## Task list
1. Render this sentence from the passage on dualism and victimhood in Spanish: "When you define yourself as a victim, you have disabled the second element of the moral sense, which is moral responsibility."
2. From the passage on dualism and victimhood, extract the words starting with "I'm saying that" and going on through "Judaism, Christianity, Islam.".
3. Name every religion that the passage on dualism and victimhood says forbids killing the innocent.

— Begin Page text —

So the first thing that dualism allows you to do is to dehumanise, and sometimes demonise, your opponents. 

Number two, the second thing dualism does, as I say, is that it defines you as a victim. You no longer say, what did I do wrong? Or how can I do better? How can I put it right? You say, who did this to me? I must take revenge. And not only for the sake of revenge, but for the sake of protecting my people and restoring its honour, because they have humiliated us. 

When you define yourself as a victim, you have disabled the second element of the moral sense, which is moral responsibility. If I'm only a victim, I'm not responsible. They did it, not me. Does that make sense to you? 

And when that happens, the sense of victimhood banishes all responsibility. Don't blame us, it was them.

And don't forget, 90% of several major Islamic countries believe that 9/11 was either perpetrated by the CIA or by the Mossad, by the Americans or by the Israelis. Major channels of communication in the Middle East have already said that the jihadists in Paris were Israelis. 

Because your sense of victimhood is essential to your disavowing responsibility.

Don't blame me that I had to murder the innocent. Blame them. They are the people killing my people. 

And that disables the second element of the moral sense.

When you add those two things together, the end result is so paradoxical that I had to give it a new phrase, a deliberately paradoxical phrase in the book, “altruistic evil.”

I'm saying that there are some things that are so obviously evil to everyone. Believe you me, killing the innocent, bombing an airliner and killing 25 children in the process, these things are forbidden in Judaism, Christianity, Islam.

— End Page text —
— Begin Information given —

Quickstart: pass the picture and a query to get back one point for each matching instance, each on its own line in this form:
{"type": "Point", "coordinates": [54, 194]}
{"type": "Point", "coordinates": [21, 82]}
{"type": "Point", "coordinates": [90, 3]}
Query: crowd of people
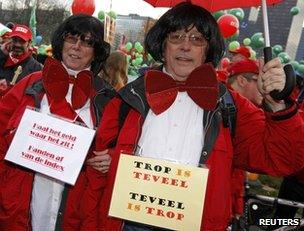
{"type": "Point", "coordinates": [170, 114]}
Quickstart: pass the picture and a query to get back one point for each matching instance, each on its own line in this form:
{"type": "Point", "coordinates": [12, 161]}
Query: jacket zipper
{"type": "Point", "coordinates": [96, 106]}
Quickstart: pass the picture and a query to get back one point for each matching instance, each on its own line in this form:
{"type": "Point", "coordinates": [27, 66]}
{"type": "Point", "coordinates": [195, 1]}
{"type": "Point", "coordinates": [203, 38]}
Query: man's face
{"type": "Point", "coordinates": [184, 51]}
{"type": "Point", "coordinates": [19, 46]}
{"type": "Point", "coordinates": [77, 53]}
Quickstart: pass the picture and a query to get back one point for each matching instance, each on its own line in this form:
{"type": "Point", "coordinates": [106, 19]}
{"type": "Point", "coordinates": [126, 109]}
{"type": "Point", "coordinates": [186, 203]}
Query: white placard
{"type": "Point", "coordinates": [51, 146]}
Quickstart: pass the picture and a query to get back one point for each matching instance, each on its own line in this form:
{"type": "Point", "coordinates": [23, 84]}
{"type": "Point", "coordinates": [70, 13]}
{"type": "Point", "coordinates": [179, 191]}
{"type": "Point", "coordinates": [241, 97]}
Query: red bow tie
{"type": "Point", "coordinates": [201, 85]}
{"type": "Point", "coordinates": [56, 83]}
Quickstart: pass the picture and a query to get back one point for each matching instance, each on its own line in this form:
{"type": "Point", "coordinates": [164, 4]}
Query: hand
{"type": "Point", "coordinates": [101, 161]}
{"type": "Point", "coordinates": [271, 77]}
{"type": "Point", "coordinates": [6, 47]}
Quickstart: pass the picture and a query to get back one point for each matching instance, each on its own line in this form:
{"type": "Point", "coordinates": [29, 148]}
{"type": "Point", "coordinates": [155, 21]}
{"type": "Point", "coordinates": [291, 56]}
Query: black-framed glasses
{"type": "Point", "coordinates": [195, 39]}
{"type": "Point", "coordinates": [85, 41]}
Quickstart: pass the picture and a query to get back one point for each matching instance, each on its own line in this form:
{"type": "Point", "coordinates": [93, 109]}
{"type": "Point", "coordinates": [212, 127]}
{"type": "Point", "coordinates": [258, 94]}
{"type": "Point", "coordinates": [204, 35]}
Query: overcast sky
{"type": "Point", "coordinates": [126, 7]}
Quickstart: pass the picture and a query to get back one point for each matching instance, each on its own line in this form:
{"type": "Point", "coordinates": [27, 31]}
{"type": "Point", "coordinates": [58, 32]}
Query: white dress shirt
{"type": "Point", "coordinates": [176, 134]}
{"type": "Point", "coordinates": [47, 191]}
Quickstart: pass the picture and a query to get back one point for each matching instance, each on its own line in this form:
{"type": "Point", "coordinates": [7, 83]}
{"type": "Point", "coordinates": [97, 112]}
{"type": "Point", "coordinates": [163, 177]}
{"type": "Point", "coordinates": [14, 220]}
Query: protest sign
{"type": "Point", "coordinates": [51, 146]}
{"type": "Point", "coordinates": [159, 193]}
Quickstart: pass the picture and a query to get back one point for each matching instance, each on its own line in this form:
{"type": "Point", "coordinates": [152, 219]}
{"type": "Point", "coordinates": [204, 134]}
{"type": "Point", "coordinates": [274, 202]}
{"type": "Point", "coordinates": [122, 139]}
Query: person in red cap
{"type": "Point", "coordinates": [240, 53]}
{"type": "Point", "coordinates": [16, 59]}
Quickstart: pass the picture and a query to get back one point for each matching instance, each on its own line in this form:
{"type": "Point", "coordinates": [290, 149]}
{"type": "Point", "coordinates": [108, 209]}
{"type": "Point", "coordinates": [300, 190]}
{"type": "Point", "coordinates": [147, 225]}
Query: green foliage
{"type": "Point", "coordinates": [237, 12]}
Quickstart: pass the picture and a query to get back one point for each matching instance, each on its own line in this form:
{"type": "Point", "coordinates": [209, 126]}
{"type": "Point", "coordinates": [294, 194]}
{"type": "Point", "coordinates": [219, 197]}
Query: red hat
{"type": "Point", "coordinates": [243, 66]}
{"type": "Point", "coordinates": [21, 31]}
{"type": "Point", "coordinates": [243, 51]}
{"type": "Point", "coordinates": [222, 75]}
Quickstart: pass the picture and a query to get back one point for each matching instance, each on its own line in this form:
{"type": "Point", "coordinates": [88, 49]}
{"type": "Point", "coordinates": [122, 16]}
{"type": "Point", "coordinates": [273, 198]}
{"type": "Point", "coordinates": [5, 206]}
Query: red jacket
{"type": "Point", "coordinates": [264, 142]}
{"type": "Point", "coordinates": [16, 182]}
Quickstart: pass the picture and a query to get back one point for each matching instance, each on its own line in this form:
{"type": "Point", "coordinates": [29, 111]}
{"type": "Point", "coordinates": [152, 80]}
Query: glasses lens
{"type": "Point", "coordinates": [196, 40]}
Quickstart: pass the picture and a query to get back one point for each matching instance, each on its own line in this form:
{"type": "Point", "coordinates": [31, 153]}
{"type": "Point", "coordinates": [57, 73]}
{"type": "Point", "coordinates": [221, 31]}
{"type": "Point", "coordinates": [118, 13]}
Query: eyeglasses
{"type": "Point", "coordinates": [85, 41]}
{"type": "Point", "coordinates": [18, 40]}
{"type": "Point", "coordinates": [195, 39]}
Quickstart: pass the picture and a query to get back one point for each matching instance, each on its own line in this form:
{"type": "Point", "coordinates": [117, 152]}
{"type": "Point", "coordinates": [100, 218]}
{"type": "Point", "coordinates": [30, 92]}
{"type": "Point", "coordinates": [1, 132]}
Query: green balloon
{"type": "Point", "coordinates": [276, 49]}
{"type": "Point", "coordinates": [150, 58]}
{"type": "Point", "coordinates": [140, 48]}
{"type": "Point", "coordinates": [128, 58]}
{"type": "Point", "coordinates": [294, 10]}
{"type": "Point", "coordinates": [281, 60]}
{"type": "Point", "coordinates": [112, 14]}
{"type": "Point", "coordinates": [133, 62]}
{"type": "Point", "coordinates": [237, 12]}
{"type": "Point", "coordinates": [252, 54]}
{"type": "Point", "coordinates": [234, 36]}
{"type": "Point", "coordinates": [137, 44]}
{"type": "Point", "coordinates": [233, 45]}
{"type": "Point", "coordinates": [128, 46]}
{"type": "Point", "coordinates": [294, 64]}
{"type": "Point", "coordinates": [257, 40]}
{"type": "Point", "coordinates": [218, 14]}
{"type": "Point", "coordinates": [285, 57]}
{"type": "Point", "coordinates": [101, 15]}
{"type": "Point", "coordinates": [246, 41]}
{"type": "Point", "coordinates": [138, 60]}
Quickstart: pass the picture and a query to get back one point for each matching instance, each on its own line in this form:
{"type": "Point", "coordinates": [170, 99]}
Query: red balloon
{"type": "Point", "coordinates": [224, 63]}
{"type": "Point", "coordinates": [228, 24]}
{"type": "Point", "coordinates": [83, 7]}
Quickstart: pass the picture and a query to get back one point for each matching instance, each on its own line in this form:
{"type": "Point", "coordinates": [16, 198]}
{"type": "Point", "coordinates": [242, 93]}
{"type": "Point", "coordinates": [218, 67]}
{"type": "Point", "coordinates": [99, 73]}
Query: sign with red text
{"type": "Point", "coordinates": [51, 146]}
{"type": "Point", "coordinates": [159, 193]}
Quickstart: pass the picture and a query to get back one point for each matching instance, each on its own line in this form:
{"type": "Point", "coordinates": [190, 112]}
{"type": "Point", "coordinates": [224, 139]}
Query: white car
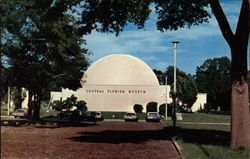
{"type": "Point", "coordinates": [130, 116]}
{"type": "Point", "coordinates": [153, 116]}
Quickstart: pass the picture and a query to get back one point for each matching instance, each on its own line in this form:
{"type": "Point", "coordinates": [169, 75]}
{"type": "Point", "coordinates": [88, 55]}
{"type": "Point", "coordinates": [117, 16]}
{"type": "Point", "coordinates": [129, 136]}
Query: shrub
{"type": "Point", "coordinates": [138, 108]}
{"type": "Point", "coordinates": [69, 103]}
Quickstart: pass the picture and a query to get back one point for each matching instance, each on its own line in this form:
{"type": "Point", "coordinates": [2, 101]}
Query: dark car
{"type": "Point", "coordinates": [130, 116]}
{"type": "Point", "coordinates": [96, 116]}
{"type": "Point", "coordinates": [21, 113]}
{"type": "Point", "coordinates": [153, 116]}
{"type": "Point", "coordinates": [76, 114]}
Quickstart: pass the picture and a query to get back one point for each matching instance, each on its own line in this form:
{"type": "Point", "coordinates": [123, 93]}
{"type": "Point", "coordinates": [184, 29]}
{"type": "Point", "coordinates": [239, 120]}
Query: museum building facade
{"type": "Point", "coordinates": [116, 83]}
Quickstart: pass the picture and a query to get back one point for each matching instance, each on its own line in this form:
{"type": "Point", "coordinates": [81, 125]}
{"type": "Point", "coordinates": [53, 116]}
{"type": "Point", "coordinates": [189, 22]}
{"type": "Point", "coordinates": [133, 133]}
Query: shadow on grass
{"type": "Point", "coordinates": [117, 137]}
{"type": "Point", "coordinates": [200, 136]}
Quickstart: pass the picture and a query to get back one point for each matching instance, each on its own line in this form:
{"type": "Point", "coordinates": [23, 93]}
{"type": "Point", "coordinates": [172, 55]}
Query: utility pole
{"type": "Point", "coordinates": [175, 103]}
{"type": "Point", "coordinates": [8, 102]}
{"type": "Point", "coordinates": [166, 106]}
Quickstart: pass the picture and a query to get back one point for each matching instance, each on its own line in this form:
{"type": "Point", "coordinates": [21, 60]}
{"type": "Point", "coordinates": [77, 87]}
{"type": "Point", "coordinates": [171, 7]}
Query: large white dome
{"type": "Point", "coordinates": [119, 69]}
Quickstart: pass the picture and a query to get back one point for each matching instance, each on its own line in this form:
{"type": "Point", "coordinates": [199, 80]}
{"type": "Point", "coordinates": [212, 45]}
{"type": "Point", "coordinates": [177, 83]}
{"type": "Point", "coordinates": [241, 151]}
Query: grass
{"type": "Point", "coordinates": [200, 141]}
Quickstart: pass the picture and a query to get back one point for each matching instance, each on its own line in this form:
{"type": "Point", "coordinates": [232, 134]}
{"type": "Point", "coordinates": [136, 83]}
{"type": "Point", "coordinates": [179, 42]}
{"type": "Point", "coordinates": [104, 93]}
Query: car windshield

— End Information given —

## Solved problems
1. Cuando te defines como víctima, has desactivado el segundo elemento del sentido moral, que es la responsabilidad moral.

2.
I'm saying that there are some things that are so obviously evil to everyone. Believe you me, killing the innocent, bombing an airliner and killing 25 children in the process, these things are forbidden in Judaism, Christianity, Islam.

3. Judaism, Christianity, Islam